…is not a phrase that has ever been used to describe me…though I do actually have a surprising penchant for such things as white water rafting and riding roller coasters (or I did, until a roller coaster tried to kill me last summer, but that’s another story.) I also kind of love that stomach flop that happens when my airplane hits turbulence. I mean, strapped in a metal tube thousands of feet above the earth, what the hell am I supposed to do if something goes wrong? I’m just along for the ride; might as well enjoy it.
What I emphatically do NOT enjoy is getting an adrenaline rush from stress, and that has happened to me twice in the last two days. Both instances left me shaking and nauseous and unable to calm down for a long time. What gives, 2011? Why are you fucking with me when I made such reasonable and forward-thinking resolutions? Must I also sacrifice a virgin goat under a full moon and then copulate with a king in front of everyone as incense wafts around us? (Am I the only one whose personal belief system is an amalgam of old mythologies, porn, and Catholicism? I’m modern that way.)

Data block

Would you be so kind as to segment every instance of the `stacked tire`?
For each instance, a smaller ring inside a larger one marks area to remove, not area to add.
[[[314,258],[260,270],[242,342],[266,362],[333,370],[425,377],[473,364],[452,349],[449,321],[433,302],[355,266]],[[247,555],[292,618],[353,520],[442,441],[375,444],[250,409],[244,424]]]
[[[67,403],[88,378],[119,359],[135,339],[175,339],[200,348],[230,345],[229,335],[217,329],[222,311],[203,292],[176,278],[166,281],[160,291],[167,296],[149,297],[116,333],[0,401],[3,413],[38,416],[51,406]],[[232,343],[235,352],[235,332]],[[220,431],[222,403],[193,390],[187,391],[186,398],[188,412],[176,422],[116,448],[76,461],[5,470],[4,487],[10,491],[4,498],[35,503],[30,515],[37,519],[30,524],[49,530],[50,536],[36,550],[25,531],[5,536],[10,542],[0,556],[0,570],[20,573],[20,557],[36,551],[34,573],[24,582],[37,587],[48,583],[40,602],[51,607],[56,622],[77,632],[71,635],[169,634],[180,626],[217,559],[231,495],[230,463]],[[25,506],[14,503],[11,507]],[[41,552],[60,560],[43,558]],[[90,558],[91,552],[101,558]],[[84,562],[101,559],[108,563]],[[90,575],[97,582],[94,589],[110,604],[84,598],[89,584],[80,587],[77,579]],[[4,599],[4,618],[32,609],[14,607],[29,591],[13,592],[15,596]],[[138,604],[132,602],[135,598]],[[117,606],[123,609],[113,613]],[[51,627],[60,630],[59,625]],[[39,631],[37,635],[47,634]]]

What you will do
Please continue the piece about adrenaline rushes and stress from the point where it stops. You won't need the data for this.

Response
The first heart-stopper came when I made my daily Statcounter check yesterday and saw the name of Lieu’s company there. He works for a big place, and I am fairly sure it was a random Google click that had nothing to do with him, but my heart stopped beating for a good 30 seconds, and then tried to jackhammer its way out of my chest. It took me hours to recover. To give you an idea of the scope of my horror, I lost my appetite. That’s how you know shit is real. That and losing feeling in my hands for 30 minutes. So, I made a point to passingly refer to myself–again–as an anonymous blogger when I next spoke with him. No follow-up questions ensued. That totally counts as due diligence, right?
The second near-death experience was actually a near-death experience Jeepy and I had on the way home from work. Turning left on a busy street, the car in front of me stopped short to allow some pedestrians to go, and the car coming straight toward me just kept on coming, at high speed, while I sat there trapped in the intersection like a butterfly pinned to a board. To avert disaster, I did some lightning-fast calculations, and then bravely clapped my hands over my eyes and moaned. I mean, I had very few other options. The other car stopped millimeters, if that, from Jeepy’s bumper, and I had a perfect view of the driver’s face as he lifted both arms in exasperation and mouthed Go! Go!
Go where, jackwagon? I wouldn’t be sitting in the middle of the intersection—as I have been since you were well down the block–if traffic were not hopelessly snarled. But because I believe that road rage is unhealthy, unproductive, and most of all unladylike, I merely rolled down my window and screamed Go fuck yourself you stupid son of a bitch instead of jumping out of the car and kicking him to death. The shaking hands and racing heart did not subside until after I got home.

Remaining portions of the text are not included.